▽

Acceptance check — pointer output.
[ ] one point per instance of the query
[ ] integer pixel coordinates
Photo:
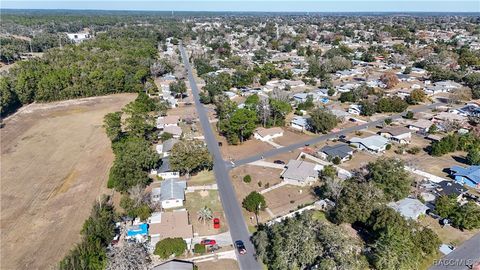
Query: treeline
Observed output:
(13, 47)
(97, 233)
(113, 62)
(389, 240)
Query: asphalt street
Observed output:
(324, 137)
(233, 212)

△

AIM OF THE TASK => The pictures in the entries above should be left out; all else must be copied exactly.

EXERCISE ANSWER =>
Acceptance check — pointer output.
[ ] one point per instance of the query
[ ] integer pixel coordinates
Photo:
Query: treeline
Observed output:
(13, 47)
(97, 233)
(113, 62)
(389, 240)
Query: asphalt street
Observed output:
(324, 137)
(233, 212)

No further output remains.